─── Supplied information ───
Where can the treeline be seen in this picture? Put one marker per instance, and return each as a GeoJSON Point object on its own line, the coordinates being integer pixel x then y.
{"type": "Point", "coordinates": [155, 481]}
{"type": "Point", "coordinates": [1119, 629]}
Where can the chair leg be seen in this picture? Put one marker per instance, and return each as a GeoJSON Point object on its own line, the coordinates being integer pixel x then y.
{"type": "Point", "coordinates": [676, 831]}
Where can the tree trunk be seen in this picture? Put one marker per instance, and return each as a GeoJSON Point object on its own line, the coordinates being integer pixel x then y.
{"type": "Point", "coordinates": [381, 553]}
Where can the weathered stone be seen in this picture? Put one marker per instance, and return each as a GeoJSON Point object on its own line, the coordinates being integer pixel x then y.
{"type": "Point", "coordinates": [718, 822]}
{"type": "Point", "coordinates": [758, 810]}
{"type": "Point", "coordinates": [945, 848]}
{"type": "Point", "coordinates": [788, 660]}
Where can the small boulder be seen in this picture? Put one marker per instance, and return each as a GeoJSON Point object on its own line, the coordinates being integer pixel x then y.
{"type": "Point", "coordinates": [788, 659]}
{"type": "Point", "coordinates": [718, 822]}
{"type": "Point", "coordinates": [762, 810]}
───
→ Exercise brief: Your task is to give the records above again, exactly.

→ Output below:
Where can the treeline be seen in this picture? Put one marker per instance, and return each as a GeoJSON Point object on its own line, the coordinates being integer pixel x then y.
{"type": "Point", "coordinates": [155, 481]}
{"type": "Point", "coordinates": [1119, 629]}
Where can the chair leg be seen in this picture? Put one marker per instance, and return each as a GeoJSON Point object on its own line, the coordinates being integer pixel x then y.
{"type": "Point", "coordinates": [676, 831]}
Where can the tree trunk be seen in this picture? Put one marker per instance, and return each as a GeoJSON Point object on its own line, the coordinates being integer pixel x then y.
{"type": "Point", "coordinates": [381, 553]}
Where can the weathered stone be seen in this picture? Put one marker per instance, and return each as a GeoJSON Point object on its own line, the coordinates being integer pixel x then y.
{"type": "Point", "coordinates": [718, 822]}
{"type": "Point", "coordinates": [758, 810]}
{"type": "Point", "coordinates": [945, 848]}
{"type": "Point", "coordinates": [788, 660]}
Where can the small boulder be seen in this picture? Put one marker per instance, and return each as a GeoJSON Point object on its own line, the coordinates being integer pixel x then y.
{"type": "Point", "coordinates": [788, 659]}
{"type": "Point", "coordinates": [718, 822]}
{"type": "Point", "coordinates": [762, 810]}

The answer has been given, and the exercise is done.